The target is predicted by local interpolation of the targets associated to the nearest neighbors (k closest training examples in the feature space) in the training set.

for k in range(1, 50, 4):
    fig = plt.figure()
    sns.scatterplot(x="x", y=y, data=df, ax=fig.gca())
    to_predict = np.linspace(0, 100, 1000)

    knn = KNeighborsRegressor(n_neighbors=k)
    knn.fit(df, y)
    sns.lineplot(x=to_predict, 
                 y=knn.predict(to_predict[:, np.newaxis]),
                 color='r', ax=fig.gca(),
                 label=f"knn with neighbors k={knn.n_neighbors}"
                ).set_ylabel("y_true")
    ax = fig.gca()
    
    xi = np.array([21])
    # select k nearest neighbors x indexes
    indexes = abs(df.x  - xi).sort_values().head(k).index
    ax.scatter(x=xi, y=knn.predict(xi[:, np.newaxis]),
               s=150)
    
    neighbors_x = df.loc[indexes, "x"]
    for neighbor in neighbors_x:
        ax.axvline(neighbor, linestyle="--")

    plt.show()

Hyperparameter tuning

We have been looking at some models already, some had hyperparameters. Which “best” values should we pick for them to get the best achieving model ?

A matter of bias/variance trade-off

Let’s first go back to the data and check how are performing some KNN and Decision Tree models

# generate some data for the example
y1 = np.random.uniform(10,15,10)
y2 = np.random.uniform(20,30,10)
y3 = np.random.uniform(0,5,20)

▬▬▬▬▬▬

Things to do:
[1] Summarize the excerpt on KNN regression in two sentences.
[2] State whether each statement agrees with the excerpt on KNN regression, answering yes or no and quoting the exact words that decide it: (a) A prediction draws on the targets of the k closest training examples in the feature space. (b) The y3 values are generated uniformly between 10 and 15. (c) The excerpt plans to check Decision Tree models as well as KNN models.

Raw data:
▬▬▬▬▬▬

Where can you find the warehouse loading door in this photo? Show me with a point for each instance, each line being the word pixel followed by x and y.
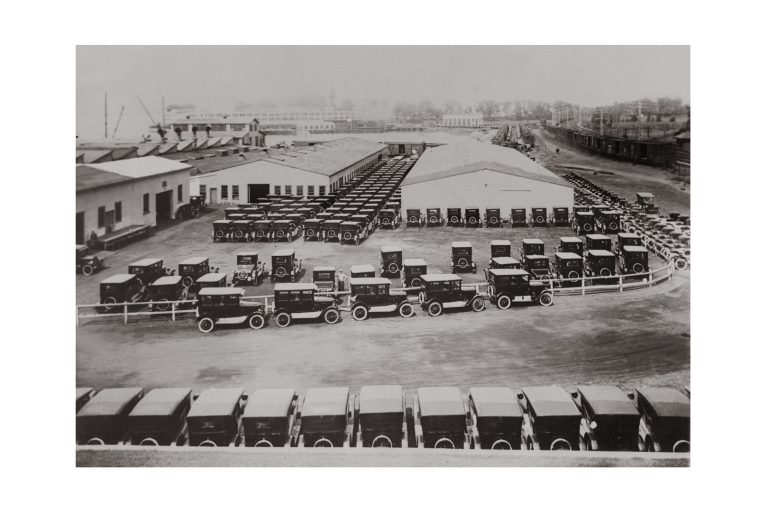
pixel 257 191
pixel 163 206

▬▬▬▬▬▬

Responses for each task:
[1] In KNN regression, a target is predicted by local interpolation of the targets of the k closest training examples in the feature space. The excerpt then asks which values to pick for model hyperparameters to get the best-achieving model, treating this as a matter of the bias/variance trade-off and turning back to the data to check how some KNN and Decision Tree models perform.

[2]
(a) Yes: "k closest training examples in the feature space"
(b) No: "y3 = np.random.uniform(0,5,20)"
(c) Yes: "check how are performing some KNN and Decision Tree models"